Nothing in the entries should change; repeat them exactly.
___ Data for this task ___
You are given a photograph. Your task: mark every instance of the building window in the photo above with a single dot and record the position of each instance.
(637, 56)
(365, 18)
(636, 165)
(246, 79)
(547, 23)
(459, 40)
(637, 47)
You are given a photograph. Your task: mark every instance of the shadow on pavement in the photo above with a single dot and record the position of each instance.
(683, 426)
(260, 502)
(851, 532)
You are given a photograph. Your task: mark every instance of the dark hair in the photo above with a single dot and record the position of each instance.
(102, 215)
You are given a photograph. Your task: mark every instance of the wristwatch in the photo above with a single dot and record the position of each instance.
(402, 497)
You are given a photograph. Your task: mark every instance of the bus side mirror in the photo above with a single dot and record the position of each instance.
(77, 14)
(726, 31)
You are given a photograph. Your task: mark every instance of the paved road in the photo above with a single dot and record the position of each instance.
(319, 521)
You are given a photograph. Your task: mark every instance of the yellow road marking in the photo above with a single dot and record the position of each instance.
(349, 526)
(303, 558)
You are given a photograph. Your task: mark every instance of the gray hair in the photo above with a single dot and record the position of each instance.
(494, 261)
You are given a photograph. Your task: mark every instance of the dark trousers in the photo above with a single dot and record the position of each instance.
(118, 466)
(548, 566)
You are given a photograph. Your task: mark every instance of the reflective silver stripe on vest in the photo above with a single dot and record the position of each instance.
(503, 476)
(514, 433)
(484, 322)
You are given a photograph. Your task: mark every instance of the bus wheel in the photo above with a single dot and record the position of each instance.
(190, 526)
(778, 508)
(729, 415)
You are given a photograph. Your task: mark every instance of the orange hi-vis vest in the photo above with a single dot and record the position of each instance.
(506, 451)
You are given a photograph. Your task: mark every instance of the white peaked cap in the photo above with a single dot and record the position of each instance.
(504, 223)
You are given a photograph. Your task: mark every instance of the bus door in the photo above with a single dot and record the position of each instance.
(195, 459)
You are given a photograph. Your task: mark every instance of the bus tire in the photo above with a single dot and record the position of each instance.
___
* [Solved problem]:
You are given a photograph. Your task: mark every instance of the building window in the photo above with a single dot and record the position of each instance.
(637, 56)
(365, 18)
(636, 165)
(246, 79)
(547, 23)
(459, 40)
(637, 47)
You are given a photograph. Your task: mark every instance of the shadow on pavement in the photo above with a single dot and record the position of each instance.
(683, 426)
(260, 502)
(851, 532)
You are given a photograph. Your task: mark every instance of the dark hair in the photo above with a single dot and record the position of each instance.
(102, 215)
You are given a photograph. Your task: mark every instance of the wristwatch in the photo above with a single dot and record the position of each instance.
(402, 497)
You are given a photograph. Your task: mark every instance of the bus side mirror in the photo above with a single dot and record the position of each instance.
(77, 14)
(726, 31)
You are given a photograph. Your task: mark every instance of the paved road in the photo above with a single dot and record the position of each instance.
(319, 521)
You are given a photograph. Your task: mark every instance of the yellow road marking in the photo above with a single dot and record the position of each instance.
(349, 526)
(303, 558)
You are given a photograph. Your task: mark every instance of the gray hair in the photo above with a single dot and record the position of each instance.
(494, 261)
You are given a photograph. Your task: mark every instance of the dark trousers in the photo above with a single dot and record the position of each instance.
(118, 466)
(548, 566)
You are given a photograph. Your task: mark every instance of the reflective silver stripe on vest in the photo above with a single dot and record the position of each instance.
(503, 476)
(514, 433)
(484, 322)
You are given a photograph. Your task: mark every instance of the bus wheel in the photo above with a single dot and record the position of each instance.
(190, 526)
(778, 508)
(729, 415)
You are given a photograph. Your task: mark every instance of the orange hi-vis vest in the photo above with a single dot and record the position of each instance.
(506, 451)
You are given a photograph. Your task: mark every instance of the white peaked cap in the photo above with a single dot and record the position of each instance.
(504, 223)
You are given a photograph. Your task: mark every instance of the bus door in the photo above with a single dot and record the position of each instance.
(195, 459)
You are given a photograph. Your task: mark every instance of the bus tire in the photo above with a single dot and record the position of each instance.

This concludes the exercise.